Introduction

Cultivated garlic (Allium sativum L.) is a vegetatively propagated plant due to its sexual sterility. This characteristic limits the breeding of the species to clonal selection. Tissue culture and genetic transformation techniques have been shown to be efficient tools for the breeding of many crops and could be especially useful in the future improvement of this “genetically-closed” plant.

Typical garlic in vitro regeneration systems described in the literature include the classical two separate steps: a callus formation phase and a regeneration phase. These culture stages occur normally in different media. Moreover, callus induction usually occurs in the dark, while the subsequent regeneration phase takes place in the light. While garlic shoot regeneration from callus has been reported using several explant sources—young leaves (Nagasawa and Finer 1988), shoot tips (Kehr and Schaeffer 1976), basal plates (Koch et al. 1995) and flower organs (Suh and Park 1993)—root tips have shown to be the most advantageous explant to be used in a regeneration system (Haque et al. 1997; Myers and Simon 1998; Barandiaran et al. 1999a, 1999b; Robledo-Paz et al. 2000).

__Records drawn from a collection__.
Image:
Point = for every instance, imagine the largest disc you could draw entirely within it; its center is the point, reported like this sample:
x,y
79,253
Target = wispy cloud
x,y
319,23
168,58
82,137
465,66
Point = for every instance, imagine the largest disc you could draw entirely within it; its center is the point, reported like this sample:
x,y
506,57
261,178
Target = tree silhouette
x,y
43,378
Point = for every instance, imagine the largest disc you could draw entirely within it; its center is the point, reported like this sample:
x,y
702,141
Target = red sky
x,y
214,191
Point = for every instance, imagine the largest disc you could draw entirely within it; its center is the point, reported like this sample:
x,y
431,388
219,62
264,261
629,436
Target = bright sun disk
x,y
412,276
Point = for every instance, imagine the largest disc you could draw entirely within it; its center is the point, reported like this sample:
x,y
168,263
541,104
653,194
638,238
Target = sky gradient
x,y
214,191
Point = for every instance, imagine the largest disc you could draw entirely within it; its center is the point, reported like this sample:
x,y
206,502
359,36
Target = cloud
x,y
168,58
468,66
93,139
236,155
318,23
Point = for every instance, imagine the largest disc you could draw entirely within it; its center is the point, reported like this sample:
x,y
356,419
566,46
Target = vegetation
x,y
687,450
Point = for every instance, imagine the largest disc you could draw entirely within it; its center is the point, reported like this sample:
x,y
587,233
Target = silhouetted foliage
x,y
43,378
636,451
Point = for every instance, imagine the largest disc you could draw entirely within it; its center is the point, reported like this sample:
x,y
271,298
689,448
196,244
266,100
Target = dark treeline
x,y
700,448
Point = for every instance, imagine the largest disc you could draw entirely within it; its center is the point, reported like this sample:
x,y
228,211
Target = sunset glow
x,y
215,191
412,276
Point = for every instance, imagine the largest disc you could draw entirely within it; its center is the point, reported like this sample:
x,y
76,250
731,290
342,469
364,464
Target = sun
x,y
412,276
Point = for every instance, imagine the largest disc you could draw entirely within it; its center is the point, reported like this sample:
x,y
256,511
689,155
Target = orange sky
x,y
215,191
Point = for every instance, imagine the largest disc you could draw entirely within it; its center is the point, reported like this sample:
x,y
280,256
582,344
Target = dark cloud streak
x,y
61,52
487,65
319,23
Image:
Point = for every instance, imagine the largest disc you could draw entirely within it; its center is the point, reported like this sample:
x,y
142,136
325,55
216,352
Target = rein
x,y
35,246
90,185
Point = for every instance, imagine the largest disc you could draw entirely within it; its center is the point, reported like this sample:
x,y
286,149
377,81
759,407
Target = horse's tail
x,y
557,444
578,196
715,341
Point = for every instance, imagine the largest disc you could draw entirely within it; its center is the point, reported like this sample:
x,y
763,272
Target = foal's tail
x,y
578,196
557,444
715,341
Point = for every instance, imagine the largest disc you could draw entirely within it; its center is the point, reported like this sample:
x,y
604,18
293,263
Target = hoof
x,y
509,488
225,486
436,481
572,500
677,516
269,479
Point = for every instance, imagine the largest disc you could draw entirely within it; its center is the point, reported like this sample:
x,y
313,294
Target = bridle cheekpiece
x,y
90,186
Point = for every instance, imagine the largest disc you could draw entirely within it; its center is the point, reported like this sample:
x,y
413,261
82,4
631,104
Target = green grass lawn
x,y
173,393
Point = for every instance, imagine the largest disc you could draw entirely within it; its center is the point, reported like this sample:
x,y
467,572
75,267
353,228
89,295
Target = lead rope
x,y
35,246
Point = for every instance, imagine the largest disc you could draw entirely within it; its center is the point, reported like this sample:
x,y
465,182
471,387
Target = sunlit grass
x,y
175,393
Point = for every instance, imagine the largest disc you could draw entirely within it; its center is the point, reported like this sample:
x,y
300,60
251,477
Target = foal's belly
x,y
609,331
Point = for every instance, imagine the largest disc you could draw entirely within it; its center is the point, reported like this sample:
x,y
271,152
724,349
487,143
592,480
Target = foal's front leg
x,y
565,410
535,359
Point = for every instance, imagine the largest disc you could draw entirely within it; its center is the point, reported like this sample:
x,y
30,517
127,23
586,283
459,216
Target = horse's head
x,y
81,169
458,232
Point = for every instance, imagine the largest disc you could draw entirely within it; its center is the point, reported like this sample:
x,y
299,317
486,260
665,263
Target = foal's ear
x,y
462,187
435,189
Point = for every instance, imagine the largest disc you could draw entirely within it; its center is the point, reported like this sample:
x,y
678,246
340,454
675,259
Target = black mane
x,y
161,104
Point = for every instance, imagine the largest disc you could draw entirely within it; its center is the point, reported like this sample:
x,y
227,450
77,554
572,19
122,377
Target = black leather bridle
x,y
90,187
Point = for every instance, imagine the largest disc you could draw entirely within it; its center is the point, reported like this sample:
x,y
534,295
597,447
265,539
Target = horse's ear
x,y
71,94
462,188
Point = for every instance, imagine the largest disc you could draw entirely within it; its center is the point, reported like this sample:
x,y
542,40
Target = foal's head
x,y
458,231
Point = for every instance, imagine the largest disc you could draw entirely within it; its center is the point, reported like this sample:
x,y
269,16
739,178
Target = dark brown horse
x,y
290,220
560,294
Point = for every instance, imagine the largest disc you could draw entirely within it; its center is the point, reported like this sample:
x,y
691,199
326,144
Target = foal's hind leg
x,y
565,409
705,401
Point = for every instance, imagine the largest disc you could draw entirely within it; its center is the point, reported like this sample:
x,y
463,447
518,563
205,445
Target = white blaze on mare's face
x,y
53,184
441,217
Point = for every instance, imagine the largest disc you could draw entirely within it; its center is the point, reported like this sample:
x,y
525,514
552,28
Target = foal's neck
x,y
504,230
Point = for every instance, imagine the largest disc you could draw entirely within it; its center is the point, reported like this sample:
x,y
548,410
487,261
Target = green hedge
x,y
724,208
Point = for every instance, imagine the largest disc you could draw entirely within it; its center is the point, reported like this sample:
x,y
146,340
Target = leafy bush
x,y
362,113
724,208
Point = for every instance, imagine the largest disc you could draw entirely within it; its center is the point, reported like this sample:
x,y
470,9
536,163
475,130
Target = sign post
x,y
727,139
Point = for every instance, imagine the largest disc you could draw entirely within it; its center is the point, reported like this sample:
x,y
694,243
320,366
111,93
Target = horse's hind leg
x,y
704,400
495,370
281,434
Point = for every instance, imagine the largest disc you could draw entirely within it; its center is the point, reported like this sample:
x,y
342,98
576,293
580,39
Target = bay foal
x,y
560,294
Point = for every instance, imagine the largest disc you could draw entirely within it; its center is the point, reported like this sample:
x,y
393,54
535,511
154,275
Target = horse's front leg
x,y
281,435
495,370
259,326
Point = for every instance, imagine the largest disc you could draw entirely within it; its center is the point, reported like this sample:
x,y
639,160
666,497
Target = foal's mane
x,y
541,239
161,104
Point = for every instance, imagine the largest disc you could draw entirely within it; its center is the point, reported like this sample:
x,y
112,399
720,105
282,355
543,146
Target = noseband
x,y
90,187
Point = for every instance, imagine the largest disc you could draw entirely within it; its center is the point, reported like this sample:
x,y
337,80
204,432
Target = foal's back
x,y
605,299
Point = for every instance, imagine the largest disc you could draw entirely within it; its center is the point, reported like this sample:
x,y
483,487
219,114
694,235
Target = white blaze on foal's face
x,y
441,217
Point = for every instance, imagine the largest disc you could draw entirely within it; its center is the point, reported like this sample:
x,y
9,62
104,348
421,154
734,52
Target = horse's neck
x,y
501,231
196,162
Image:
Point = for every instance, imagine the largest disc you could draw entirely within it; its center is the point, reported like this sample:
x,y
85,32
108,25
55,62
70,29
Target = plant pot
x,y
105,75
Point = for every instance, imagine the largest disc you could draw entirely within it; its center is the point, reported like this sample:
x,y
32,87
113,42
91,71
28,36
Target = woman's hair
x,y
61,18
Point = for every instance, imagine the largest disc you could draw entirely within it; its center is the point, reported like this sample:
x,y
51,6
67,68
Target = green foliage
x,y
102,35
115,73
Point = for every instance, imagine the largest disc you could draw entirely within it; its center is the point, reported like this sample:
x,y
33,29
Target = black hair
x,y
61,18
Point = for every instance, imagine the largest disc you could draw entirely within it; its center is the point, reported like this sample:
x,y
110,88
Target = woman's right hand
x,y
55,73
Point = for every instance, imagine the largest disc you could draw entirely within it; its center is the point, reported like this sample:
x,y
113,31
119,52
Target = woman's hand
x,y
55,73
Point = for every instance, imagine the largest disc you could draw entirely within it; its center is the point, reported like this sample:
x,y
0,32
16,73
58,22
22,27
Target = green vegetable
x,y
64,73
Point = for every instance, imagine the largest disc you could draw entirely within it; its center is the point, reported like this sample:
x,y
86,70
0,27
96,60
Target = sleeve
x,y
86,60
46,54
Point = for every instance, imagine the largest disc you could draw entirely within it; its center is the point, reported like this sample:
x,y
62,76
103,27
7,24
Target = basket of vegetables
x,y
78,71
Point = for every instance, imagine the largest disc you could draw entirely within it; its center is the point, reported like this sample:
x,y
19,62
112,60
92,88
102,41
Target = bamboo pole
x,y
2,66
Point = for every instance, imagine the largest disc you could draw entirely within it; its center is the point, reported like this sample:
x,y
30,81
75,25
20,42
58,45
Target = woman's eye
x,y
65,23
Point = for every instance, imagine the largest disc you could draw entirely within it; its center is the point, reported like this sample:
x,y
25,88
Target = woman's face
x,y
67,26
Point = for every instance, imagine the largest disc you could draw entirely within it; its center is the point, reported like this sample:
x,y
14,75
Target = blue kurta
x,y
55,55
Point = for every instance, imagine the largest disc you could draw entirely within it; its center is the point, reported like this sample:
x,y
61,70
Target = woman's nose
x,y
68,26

__TO DO__.
- 1) In the garlic tissue culture introduction, which explant has shown to be the most advantageous for a regeneration system?
- 2) In the garlic tissue culture introduction, change "regeneration phase" to "shoot formation phase" and write out everything from "Typical garlic in" down to "et al. 2000)." with that change made.
- 3) Carry on the garlic tissue culture introduction from the point where it stops.

__EXERCISE RESPONSES__.
- 1) Root tips.

- 2)
Typical garlic in vitro regeneration systems described in the literature include the classical two separate steps: a callus formation phase and a shoot formation phase. These culture stages occur normally in different media. Moreover, callus induction usually occurs in the dark, while the subsequent shoot formation phase takes place in the light. While garlic shoot regeneration from callus has been reported using several explant sources—young leaves (Nagasawa and Finer 1988), shoot tips (Kehr and Schaeffer 1976), basal plates (Koch et al. 1995) and flower organs (Suh and Park 1993)—root tips have shown to be the most advantageous explant to be used in a regeneration system (Haque et al. 1997; Myers and Simon 1998; Barandiaran et al. 1999a, 1999b; Robledo-Paz et al. 2000).

- 3)
On the other hand, organogenic ability in garlic is dependent on the duration of the callus phase, especially if the medium contains 2,4-D (Novak 1980). In older cultures, regeneration level decreases and there is an increasing occurrence of abnormal plants. Consequently, regeneration through a system including a short or null callus stage is desirable to allow rapid regeneration, thereby avoiding genetic instability. In this way, Haque et al. (1997) regenerated plantlets by direct shoot bud organogenesis from root tips using the garlic cultivar White Roppen.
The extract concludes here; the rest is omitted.